-- TO DO --
Continue the court opinion on Jones's Batson claim from the point where it stops.

-- SELECTED PASSAGE --

* begin *

Jones also asserts that the prosecutor intentionally exercised peremptory challenges to exclude blacks from the jury, thereby denying him equal protection of the laws. As a result, Jones, a black man, was tried by an all white jury despite the fact that more than 33% of the community from which the jury was selected is black. The record, as supplemented on appeal, shows that three of the four veniremen struck by the state in peremptory challenges were black.
In Batson v. Kentucky,30 the Supreme Court held that a state criminal defendant could establish a prima facie case of racial discrimination violative of the Fourteenth Amendment, based on the prosecution's use of peremptory challenges to strike members of the defendant's race from the jury venire, and that, once the defendant had made a prima facie showing, the burden shifted to the prosecution to come forward with a neutral explanation for those challenges.31 Batson applies retroactively to all cases pending on direct review or not yet final when the judgment was rendered.32 Because his writ of certiorari was still pending in the Supreme Court when Batson was decided, Jones argues that he is entitled to an evidentiary hearing on his Batson claim. In response, the state asserts that the Batson claim is barred by Louisiana's contemporaneous-objection rule because no objection was made at trial to any use of peremptory challenges due to alleged race discrimination.
In Wainwright v. Sykes, the Supreme Court held that federal-habeas-corpus review of a state convict's constitutional claim is barred when the state court had previously refused to consider the claim on the merits because of noncompliance with a state contemporaneous objection rule "absent a showing of cause for the noncompliance and some showing of actual prejudice resulting from the alleged constitutional violation."33 After Sykes a federal habeas court is called upon to make the following analysis before granting relief:
First, it must decide whether the state court applied the procedural bar in denying the petitioner's federal constitutional claim. Second, assuming that a state court applied the procedural bar, the federal court must consider whether there was adequate cause for the petitioner's failure to comply with the procedural rule. And third, assuming adequate cause, the federal court must decide whether the petitioner suffered actual prejudice from the alleged constitutional violation before habeas relief may be granted.34
The Louisiana district court denied Jones's petition for post-conviction relief in one sentence, which began, "Having considered all the claims raised on their merits...." The Louisiana Supreme Court made no statement in its denial of a writ of review. When a state court reaches the merits rather than relying on a procedural bar, we are also free to do so.35 This circuit has held, however, that "[t]he state judge's mere use of the word 'merit' in denying the collateral attack does not justify a federal judge to conclude that the state judge ignored his state law and secretly weighed [the merits of the claim]."36 This panel is obliged, therefore, to weigh the same considerations as those involved when a state court has been silent as to the basis for its decision.37 We consider whether the state courts regularly apply the contemporaneous-objection rule to preclude review of the merits of similar claims, whether the history of the case suggests that the courts were aware of the procedural default, and whether the state court's silence suggests a decision on procedural grounds or on the merits.38
Article 841 of the Louisiana Code of Criminal Procedure provides, "An irregularity or error cannot be availed of after the verdict unless it was objected to at the time of occurrence." The Louisiana Supreme Court has applied their contemporaneous objection rule in pre-Batson cases challenging the prosecutor's use of peremptory challenges to exclude blacks from the jury.39 The state appeals court has applied the contemporaneous objection rule as a procedural bar to raising a Batson issue on collateral attack.40 We therefore conclude that ordinarily the Louisiana Supreme Court would not excuse a procedural default to reach the merits of a Batson claim.

* end *

(Contour labeling entries)

* begin *

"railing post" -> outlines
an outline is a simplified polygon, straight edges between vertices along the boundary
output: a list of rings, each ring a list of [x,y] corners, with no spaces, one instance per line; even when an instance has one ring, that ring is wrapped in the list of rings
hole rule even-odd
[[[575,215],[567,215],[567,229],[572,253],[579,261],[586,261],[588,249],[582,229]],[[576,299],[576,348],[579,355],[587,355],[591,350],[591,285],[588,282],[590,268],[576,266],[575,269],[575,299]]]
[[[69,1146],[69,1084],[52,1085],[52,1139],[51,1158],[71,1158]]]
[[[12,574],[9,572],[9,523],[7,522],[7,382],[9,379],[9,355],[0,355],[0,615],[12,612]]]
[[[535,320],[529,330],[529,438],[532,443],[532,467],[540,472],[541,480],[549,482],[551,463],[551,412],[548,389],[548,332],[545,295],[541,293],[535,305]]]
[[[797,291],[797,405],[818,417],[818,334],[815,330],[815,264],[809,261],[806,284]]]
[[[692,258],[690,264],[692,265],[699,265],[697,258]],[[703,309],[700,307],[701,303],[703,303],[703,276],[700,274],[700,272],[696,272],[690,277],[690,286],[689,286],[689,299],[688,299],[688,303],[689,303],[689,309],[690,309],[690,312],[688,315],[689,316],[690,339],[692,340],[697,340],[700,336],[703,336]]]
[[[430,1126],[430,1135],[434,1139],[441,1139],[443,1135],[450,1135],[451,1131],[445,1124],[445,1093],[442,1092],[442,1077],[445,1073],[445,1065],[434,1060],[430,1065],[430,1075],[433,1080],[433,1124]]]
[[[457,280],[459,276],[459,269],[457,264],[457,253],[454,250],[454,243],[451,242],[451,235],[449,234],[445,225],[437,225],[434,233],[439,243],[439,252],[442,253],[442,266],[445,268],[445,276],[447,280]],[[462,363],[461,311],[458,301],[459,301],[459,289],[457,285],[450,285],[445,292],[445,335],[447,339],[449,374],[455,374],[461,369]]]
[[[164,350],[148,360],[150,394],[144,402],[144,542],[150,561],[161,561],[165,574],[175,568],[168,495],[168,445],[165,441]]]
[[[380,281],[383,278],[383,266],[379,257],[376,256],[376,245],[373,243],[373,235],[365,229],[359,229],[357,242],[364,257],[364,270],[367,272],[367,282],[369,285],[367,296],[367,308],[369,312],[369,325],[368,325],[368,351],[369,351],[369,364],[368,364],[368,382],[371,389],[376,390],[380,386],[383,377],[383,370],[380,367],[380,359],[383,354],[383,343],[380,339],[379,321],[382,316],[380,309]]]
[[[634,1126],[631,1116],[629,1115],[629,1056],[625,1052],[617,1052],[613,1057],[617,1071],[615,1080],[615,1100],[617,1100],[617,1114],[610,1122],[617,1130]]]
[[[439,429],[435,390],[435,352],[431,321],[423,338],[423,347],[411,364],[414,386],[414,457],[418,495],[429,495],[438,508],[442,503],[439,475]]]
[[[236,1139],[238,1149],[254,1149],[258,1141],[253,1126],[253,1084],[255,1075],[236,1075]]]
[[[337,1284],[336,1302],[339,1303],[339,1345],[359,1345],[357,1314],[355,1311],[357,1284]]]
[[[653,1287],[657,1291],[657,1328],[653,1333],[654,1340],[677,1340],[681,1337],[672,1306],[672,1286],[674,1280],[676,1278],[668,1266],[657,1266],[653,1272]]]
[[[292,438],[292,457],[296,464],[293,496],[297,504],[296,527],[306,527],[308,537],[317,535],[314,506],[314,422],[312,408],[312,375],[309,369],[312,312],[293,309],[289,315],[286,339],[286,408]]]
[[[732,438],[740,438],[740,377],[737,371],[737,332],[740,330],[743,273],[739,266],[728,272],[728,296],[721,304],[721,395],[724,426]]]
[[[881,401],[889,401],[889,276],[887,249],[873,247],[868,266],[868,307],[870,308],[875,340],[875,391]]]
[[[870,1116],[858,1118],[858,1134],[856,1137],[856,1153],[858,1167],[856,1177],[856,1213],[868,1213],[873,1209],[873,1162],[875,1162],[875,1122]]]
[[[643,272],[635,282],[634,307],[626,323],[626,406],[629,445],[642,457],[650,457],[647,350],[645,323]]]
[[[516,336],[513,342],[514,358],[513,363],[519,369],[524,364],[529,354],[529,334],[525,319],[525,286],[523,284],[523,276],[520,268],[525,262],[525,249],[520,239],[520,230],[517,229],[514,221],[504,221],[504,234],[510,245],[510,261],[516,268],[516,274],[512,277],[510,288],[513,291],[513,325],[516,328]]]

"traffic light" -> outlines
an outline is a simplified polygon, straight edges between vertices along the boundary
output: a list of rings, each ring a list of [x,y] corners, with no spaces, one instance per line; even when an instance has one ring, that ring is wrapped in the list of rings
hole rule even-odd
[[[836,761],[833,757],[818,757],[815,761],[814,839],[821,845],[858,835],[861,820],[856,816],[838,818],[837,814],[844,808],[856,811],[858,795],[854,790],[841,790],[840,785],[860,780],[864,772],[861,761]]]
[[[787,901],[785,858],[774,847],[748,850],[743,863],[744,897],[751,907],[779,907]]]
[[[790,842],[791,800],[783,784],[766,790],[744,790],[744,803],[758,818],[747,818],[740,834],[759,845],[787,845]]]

* end *

-- OUTPUT FOR THIS TASK --
The remaining considerations are less helpful in deciding whether the bar was applied here. Because the state did not respond to Jones's habeas petition in either the district court or the Supreme Court, we do not know whether the courts were aware of the procedural default. Similarly, since the use of the word "merit" is not dispositive,41 the district court's one-line statement in dismissing the petition does not suggest whether procedural grounds were decisive.
Evaluating all of the considerations, however, we find that the most probable conclusion is that the Louisiana courts knew and applied Louisiana law to the effect that petitioner waived error by failing to object to the peremptory challenges.
Having determined that the state applied a procedural bar, we now consider whether there was adequate cause for the petitioner's failure to comply with the contemporaneous-objection rule.42 Jones does not offer any reason for his failure to object. Because Jones's trial took place before Batson was decided, however, we consider whether Jones's failure to anticipate the Batson decision, "an explicit and substantial break with prior precedent",43 is just cause for failing to object to the State's use of peremptory challenges.
While the Supreme Court has said that "[w]e might hesitate to adopt a rule that would require trial counsel either to exercise extraordinary vision or to object to every aspect of the proceedings in the hope that some aspect might mask a latent constitutional claim,"44 that concern is not present here. At the time of Jones's trial, the claim was familiar and had been asserted in many other cases. Swain v. Alabama45 laid the basis for Jones' constitutional claim by holding that the use of peremptory challenges to strike black jurors on account of race violates the Equal Protection Clause.46 Although Swain also held that a defendant could not establish such a violation solely on proof of the prosecutor's action at his own trial,47 defendants continued to challenge the use of peremptory challenges to strike blacks from the venire. The prevalence of these objections suggests that Jones had the tools to construct his constitutional claim. "Where the basis of a constitutional claim is available, and other defense counsel have perceived and litigated that claim, the demands of comity and finality counsel against labeling alleged unawareness of the objection as cause for a procedural default."48
The procedural default, for which Jones did not show cause, was reason for the district court to dismiss the Batson claim without reaching the merits.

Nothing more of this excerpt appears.